ENREGISTREMENTS FOURNIS:
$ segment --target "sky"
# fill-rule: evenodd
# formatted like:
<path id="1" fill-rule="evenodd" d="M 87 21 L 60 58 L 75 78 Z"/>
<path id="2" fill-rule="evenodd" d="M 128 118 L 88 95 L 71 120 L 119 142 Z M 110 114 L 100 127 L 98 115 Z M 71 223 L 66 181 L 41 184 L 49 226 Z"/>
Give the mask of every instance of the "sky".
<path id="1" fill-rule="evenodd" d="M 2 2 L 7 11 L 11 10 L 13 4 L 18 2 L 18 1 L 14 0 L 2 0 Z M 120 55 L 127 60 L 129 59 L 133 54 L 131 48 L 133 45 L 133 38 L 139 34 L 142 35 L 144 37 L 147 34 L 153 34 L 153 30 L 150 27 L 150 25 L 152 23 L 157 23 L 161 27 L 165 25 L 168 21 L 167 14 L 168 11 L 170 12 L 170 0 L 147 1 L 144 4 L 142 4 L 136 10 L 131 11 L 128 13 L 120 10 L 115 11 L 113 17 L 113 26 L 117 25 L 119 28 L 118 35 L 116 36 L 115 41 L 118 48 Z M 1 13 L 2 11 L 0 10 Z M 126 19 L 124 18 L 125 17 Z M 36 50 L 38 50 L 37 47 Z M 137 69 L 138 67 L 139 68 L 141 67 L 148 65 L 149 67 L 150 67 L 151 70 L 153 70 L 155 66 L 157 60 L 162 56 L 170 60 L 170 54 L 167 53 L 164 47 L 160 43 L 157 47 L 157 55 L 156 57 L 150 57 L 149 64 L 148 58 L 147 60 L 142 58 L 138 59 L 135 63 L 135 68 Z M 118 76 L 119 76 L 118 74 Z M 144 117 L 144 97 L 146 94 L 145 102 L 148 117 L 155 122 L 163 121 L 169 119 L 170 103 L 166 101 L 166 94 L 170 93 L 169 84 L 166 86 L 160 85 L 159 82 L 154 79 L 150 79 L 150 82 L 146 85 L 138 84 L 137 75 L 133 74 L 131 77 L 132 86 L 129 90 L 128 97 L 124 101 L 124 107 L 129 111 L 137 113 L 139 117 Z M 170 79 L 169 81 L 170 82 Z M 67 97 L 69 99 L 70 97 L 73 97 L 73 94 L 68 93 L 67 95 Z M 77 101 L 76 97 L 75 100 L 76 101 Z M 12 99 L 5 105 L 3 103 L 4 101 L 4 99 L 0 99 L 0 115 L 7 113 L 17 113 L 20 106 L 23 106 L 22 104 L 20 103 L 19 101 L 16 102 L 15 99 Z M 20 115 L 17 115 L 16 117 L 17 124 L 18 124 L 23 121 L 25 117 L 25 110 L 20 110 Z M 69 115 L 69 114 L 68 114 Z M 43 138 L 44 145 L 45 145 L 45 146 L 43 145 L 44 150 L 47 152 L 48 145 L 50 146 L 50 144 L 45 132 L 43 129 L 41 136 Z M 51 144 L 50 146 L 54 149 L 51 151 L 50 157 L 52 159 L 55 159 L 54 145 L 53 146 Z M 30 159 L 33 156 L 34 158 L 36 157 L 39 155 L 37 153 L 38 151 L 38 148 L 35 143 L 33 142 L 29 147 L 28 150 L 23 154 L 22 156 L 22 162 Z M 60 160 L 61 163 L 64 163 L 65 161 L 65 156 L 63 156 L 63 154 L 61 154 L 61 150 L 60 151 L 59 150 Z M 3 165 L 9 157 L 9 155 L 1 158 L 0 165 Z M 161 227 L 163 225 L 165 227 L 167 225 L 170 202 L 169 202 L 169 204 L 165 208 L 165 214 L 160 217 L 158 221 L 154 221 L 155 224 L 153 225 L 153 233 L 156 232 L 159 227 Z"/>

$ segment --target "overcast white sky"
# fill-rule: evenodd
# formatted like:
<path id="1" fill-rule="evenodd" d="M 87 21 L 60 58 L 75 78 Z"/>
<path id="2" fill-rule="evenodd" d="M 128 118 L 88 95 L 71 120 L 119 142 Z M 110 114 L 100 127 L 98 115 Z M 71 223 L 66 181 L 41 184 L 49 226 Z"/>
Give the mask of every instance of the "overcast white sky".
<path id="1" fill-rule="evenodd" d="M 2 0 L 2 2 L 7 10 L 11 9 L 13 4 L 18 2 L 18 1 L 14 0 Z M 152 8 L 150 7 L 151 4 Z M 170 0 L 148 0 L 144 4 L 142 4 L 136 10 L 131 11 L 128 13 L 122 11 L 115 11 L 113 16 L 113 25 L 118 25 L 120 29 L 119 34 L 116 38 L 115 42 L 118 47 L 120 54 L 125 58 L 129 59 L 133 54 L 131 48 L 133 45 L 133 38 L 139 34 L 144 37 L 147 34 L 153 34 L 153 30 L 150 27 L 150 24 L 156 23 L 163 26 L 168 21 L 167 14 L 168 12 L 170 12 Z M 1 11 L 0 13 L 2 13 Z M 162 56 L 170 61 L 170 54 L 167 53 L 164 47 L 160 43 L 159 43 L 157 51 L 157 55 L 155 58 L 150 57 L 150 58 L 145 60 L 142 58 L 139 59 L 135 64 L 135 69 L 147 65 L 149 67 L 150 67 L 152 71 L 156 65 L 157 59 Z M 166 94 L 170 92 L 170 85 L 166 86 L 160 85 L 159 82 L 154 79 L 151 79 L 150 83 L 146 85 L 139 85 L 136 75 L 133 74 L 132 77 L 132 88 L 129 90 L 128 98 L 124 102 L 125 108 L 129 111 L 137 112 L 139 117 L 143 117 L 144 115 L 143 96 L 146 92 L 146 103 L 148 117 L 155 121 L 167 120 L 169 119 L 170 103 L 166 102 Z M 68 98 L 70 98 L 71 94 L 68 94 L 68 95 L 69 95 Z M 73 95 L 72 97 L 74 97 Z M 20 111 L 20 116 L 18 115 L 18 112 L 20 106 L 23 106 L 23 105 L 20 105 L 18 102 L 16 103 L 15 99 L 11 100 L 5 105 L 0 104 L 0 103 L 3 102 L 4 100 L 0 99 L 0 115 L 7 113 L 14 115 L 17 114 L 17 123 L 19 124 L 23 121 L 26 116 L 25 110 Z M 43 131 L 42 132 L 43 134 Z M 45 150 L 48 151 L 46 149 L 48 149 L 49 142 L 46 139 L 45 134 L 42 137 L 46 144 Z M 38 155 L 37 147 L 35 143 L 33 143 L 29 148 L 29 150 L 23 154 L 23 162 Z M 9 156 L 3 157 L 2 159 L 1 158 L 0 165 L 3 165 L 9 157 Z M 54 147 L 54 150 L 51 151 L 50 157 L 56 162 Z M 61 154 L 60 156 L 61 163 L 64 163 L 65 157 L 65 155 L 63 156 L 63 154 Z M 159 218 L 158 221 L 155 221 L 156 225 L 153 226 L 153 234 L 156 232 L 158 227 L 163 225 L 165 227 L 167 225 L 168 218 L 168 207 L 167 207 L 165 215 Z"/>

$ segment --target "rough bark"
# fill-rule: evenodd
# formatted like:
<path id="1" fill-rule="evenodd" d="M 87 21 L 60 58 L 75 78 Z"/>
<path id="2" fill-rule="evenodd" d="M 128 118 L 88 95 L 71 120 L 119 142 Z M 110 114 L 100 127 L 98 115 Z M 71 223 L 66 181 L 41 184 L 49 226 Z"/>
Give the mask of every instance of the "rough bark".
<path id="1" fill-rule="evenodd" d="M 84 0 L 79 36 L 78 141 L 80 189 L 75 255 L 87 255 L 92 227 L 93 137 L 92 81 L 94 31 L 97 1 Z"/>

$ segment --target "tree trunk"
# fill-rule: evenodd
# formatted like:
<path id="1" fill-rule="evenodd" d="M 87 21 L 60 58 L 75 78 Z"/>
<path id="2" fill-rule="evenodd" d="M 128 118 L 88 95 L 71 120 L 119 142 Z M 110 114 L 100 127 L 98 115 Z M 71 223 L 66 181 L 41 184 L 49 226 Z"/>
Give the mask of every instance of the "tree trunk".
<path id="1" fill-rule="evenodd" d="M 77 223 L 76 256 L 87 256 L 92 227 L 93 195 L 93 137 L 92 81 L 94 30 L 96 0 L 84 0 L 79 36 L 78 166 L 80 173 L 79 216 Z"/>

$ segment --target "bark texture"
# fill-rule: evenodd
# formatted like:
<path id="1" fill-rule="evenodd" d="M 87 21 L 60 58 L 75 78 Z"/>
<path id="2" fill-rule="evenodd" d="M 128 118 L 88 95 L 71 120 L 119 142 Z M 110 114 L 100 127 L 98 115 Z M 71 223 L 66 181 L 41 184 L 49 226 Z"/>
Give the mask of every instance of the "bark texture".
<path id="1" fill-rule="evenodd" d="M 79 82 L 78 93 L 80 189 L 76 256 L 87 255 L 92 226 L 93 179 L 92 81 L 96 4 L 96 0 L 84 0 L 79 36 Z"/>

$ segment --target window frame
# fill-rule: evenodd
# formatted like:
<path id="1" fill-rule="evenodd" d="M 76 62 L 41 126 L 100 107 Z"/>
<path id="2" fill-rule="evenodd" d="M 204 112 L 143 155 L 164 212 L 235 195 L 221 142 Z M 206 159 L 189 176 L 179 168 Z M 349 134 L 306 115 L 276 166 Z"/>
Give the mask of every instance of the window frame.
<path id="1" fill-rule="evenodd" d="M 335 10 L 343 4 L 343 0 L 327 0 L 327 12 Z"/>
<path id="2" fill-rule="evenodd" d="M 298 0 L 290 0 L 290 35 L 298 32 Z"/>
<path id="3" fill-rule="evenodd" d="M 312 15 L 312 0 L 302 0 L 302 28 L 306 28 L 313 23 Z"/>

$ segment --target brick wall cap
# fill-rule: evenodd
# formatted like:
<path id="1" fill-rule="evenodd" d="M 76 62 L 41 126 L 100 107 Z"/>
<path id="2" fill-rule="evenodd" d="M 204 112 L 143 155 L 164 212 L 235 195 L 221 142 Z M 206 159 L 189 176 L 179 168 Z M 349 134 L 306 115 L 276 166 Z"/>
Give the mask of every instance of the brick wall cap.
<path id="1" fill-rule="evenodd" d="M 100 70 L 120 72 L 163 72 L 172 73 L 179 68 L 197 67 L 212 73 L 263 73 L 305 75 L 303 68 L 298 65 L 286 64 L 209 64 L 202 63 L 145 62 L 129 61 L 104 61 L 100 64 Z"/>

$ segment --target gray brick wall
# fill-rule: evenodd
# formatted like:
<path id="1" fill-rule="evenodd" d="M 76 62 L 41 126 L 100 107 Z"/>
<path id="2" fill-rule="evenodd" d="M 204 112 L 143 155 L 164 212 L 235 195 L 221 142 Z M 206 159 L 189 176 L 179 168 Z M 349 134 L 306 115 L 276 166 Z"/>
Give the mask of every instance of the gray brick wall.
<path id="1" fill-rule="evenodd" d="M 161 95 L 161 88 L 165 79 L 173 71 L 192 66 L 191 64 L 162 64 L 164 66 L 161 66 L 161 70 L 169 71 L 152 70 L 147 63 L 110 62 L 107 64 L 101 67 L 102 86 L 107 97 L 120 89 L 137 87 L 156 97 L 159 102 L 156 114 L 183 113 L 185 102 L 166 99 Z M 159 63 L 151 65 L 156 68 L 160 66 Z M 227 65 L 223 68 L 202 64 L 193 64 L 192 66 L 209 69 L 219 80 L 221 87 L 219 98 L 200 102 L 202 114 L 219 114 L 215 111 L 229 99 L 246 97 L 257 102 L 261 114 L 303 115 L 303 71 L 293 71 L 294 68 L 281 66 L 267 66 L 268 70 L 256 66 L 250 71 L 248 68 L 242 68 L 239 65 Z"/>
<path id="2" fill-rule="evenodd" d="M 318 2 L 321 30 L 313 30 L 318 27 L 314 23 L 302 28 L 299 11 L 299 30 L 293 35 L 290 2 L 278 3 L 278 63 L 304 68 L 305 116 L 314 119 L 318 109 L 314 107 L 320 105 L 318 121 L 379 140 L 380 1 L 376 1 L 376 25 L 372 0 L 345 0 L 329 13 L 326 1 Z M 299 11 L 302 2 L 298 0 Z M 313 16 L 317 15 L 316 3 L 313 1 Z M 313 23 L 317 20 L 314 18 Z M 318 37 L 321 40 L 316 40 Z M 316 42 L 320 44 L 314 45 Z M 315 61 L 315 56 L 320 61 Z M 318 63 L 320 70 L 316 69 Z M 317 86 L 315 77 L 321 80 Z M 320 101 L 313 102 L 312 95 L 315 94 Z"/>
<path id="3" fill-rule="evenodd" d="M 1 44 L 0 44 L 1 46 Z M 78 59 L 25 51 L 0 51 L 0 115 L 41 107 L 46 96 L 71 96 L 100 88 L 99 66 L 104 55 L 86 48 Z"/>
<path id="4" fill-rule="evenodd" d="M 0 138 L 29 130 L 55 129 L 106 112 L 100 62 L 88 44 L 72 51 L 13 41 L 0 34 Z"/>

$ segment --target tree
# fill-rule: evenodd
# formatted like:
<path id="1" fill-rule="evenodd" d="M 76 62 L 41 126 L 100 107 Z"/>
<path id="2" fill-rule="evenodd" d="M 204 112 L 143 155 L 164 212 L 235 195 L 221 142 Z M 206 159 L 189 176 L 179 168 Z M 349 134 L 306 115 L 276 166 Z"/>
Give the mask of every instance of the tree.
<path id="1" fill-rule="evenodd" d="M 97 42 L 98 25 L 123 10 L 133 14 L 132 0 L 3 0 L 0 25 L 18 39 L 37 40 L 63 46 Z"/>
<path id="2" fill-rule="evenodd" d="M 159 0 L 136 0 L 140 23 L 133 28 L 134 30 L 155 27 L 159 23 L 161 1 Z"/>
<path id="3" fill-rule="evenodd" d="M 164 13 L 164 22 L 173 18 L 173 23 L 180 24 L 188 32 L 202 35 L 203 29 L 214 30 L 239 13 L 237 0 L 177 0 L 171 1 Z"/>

CONSIGNE:
Transcrivez sous forme de liste JSON de chaînes, à raison d'une chaîne par ligne et sans les lignes vides, les lignes des enregistrements ci-dessus qui vont de celle contenant "--target gray brick wall" jusqu'à celle contenant "Give the mask of every instance of the gray", cette dernière incluse.

RÉPONSE:
[
  "$ segment --target gray brick wall",
  "# fill-rule: evenodd",
  "# formatted like:",
  "<path id=\"1\" fill-rule=\"evenodd\" d=\"M 76 62 L 41 126 L 100 107 Z\"/>",
  "<path id=\"2\" fill-rule=\"evenodd\" d=\"M 204 112 L 143 155 L 164 212 L 235 195 L 221 142 Z M 206 159 L 189 176 L 179 168 Z M 349 134 L 306 115 L 276 166 Z\"/>",
  "Give the mask of every instance of the gray brick wall."
]